> [Page extract]
= = = = = = =
Under the chiarmanship of Prof. Jennifer Welbeck, former Dean, School of Medicine and Dentistry, University of Ghana, the School of Nursing and Midwifery of the College of Health Sciences, University of Ghana cordially invites you to its second public seminar series as follows:

TOPIC 1:  Unveiling Midwives' Experiences of Newborn Health in Rural Birth Spaces in Southern Ghana -Dr. Mary Ani-Amponsah (PhD, MPhil, FFGCNM, FWACN, BA, RN, Neonatal Health)

Midwives’ experiences of newborn care in rural communities have been minimally explored over the past two decades globally in spite of their rich experiences as frontline health workers in maternal and newborn health. In Ghana, the slow decline of neonatal mortality is shaped by inequitable health coverage, lapses in health care delivery, weak community engagement strategies and policy implementation challenges. Understanding the dynamic contextual factors that impact rural newborn health care delivery is critical to meeting the Sustainable Development Goal (SDG) 3.2 - i.e. reducing neonatal mortality to at least 12 per 1000 live births. The aim of this study was to explore and unveil the experiences of midwives involved with newborn health care in rural birth settings, Southern Ghana. Interpretive phenomenology that incorporates Heideggerian and African philosophy were used to explore the meanings embedded in the experiences of thirteen midwives who volunteered to participate in the study. Emerging themes were synthesized from the verbal transcripts, field notes, reflective journal and commentaries from two independent reviewers to produce rich narratives of the midwives’ embodied experiences. The study findings establish that maternal and neonatal care are delivered in health facilities, domiciliary settings and unpredictable spaces in rural communities where silent suffering occur. The knowledge generated in the study serves as basis for setting newborn health care delivery priorities, scaling up research-informed interventions, and refining policies to improve newborn health care delivery and midwifery practice in rural settings within Ghana.  

Biography of Dr. Mary Ani-Amponsah

Dr. Mary Ani-Amponsah is a Lecturer at the School of Nursing and Midwifery, College of Health Sciences, University of Ghana. Mary holds a PhD Nursing degree from the University of Alberta, Canada. Her research interest is focused on improving neonatal survival strategies in rural and resource-limited communities using family and multi-stakeholder engagement approaches. Mary is the Country Representative for Council of International Neonatal Nurses – and the Faculty Chair of Neonatal Intensive Nursing at the Ghana College of Nurses and Midwives (GCNM).  Mary is the 2018/2019 Faculty Advisor for the Sigma Theta Tau International and Johnson & Johnson Collaborative African Project in the Maternal/Child Health Nurse Leadership Academy (MCHNLA). Mary holds a life time honorary membership with the Golden Key Society and International Scholar Laureate programme.


TOPIC 2:  “The Mother Beyond Delivery”: The Midwife and Maternal Mental Health- Dr. Samuel Adjorlolo (PhD, MPhil, MSc, BA, RN)
= = = = = = =
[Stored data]
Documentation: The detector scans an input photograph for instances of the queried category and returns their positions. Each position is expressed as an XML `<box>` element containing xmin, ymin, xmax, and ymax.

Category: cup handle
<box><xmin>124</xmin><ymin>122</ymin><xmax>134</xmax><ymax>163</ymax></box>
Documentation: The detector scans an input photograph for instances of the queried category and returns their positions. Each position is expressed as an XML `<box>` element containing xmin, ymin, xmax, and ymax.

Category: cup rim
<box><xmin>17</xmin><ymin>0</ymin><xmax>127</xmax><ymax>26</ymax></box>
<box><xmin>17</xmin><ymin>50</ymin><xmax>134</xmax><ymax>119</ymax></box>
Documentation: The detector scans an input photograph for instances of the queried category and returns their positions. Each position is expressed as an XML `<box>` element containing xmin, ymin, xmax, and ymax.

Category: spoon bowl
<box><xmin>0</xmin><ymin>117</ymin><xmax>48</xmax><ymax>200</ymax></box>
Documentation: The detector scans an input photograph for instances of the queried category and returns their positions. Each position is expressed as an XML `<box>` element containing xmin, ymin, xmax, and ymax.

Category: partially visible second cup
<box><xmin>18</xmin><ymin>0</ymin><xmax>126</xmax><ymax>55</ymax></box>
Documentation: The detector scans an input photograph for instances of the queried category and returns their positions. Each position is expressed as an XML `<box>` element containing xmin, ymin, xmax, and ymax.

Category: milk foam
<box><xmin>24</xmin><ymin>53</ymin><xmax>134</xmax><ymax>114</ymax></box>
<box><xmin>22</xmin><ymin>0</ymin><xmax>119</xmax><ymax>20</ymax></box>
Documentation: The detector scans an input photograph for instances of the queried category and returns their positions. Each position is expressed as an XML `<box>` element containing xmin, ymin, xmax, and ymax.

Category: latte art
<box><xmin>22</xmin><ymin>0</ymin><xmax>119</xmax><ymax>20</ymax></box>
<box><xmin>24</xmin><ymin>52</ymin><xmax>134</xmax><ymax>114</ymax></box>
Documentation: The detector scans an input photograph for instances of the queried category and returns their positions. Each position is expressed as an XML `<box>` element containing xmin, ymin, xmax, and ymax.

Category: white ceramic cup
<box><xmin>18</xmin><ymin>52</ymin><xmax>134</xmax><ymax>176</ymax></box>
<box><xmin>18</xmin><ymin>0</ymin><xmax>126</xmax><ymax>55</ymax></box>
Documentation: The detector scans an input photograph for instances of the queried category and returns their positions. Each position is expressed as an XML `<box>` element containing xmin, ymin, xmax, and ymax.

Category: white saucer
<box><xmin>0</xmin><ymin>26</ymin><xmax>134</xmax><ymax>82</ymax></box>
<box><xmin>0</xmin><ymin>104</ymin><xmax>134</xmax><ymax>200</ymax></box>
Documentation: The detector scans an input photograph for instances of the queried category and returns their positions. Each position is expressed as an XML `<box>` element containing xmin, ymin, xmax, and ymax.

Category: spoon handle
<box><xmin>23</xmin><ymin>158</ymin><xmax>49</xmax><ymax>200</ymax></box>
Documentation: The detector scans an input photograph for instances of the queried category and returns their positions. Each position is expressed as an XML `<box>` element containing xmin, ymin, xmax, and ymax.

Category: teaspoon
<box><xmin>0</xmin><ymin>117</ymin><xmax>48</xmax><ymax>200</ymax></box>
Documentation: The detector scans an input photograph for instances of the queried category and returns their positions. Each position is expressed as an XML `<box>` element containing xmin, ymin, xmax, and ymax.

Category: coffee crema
= = = = = = =
> [Exercise instructions]
• a. List every factor that the seminar announcement says shapes the slow decline of neonatal mortality in Ghana.
• b. According to the seminar announcement, how many midwives took part in the study on newborn health in rural Southern Ghana?
• c. Continue the seminar announcement, picking up after the heading for the second topic.

> [Responses]
• a.
- Inequitable health coverage
- Lapses in health care delivery
- Weak community engagement strategies
- Policy implementation challenges

• b. Thirteen midwives.

• c.
Mental illness is a major contributor to maternal morbidity and mortality, globally. Health professionals, specifically midwives’  have significant roles to play in reducing maternal mortality to less than 70 per 100,000 live births by 2030, particularly in developing and resource constraint countries, as envisioned by the Sustainable Development Goal (SDG) 3. Consequently, following a systematic and integrated literature review, this presentation critically examines midwives involvement in promoting maternal mental health, such as identifying women at risk, assessing and referring women appropriately in Ghana and beyond. Also, in view of calls to integrate mental health into general maternal health care, the presentation examines how midwives’ can be empowered, taking into consideration sociocultural dynamics and mental illness, to screen and deliver evidenced-based, low-cost interventions through routine maternal health and reproductive care services, or make appropriate psychiatric care referrals. Midwives’ are highly skilled in developing relationships with childbearing women and their families, a privileged position that affords a unique opportunity to enhance and promote maternal mental health to contribute to the attainment of SDG 3.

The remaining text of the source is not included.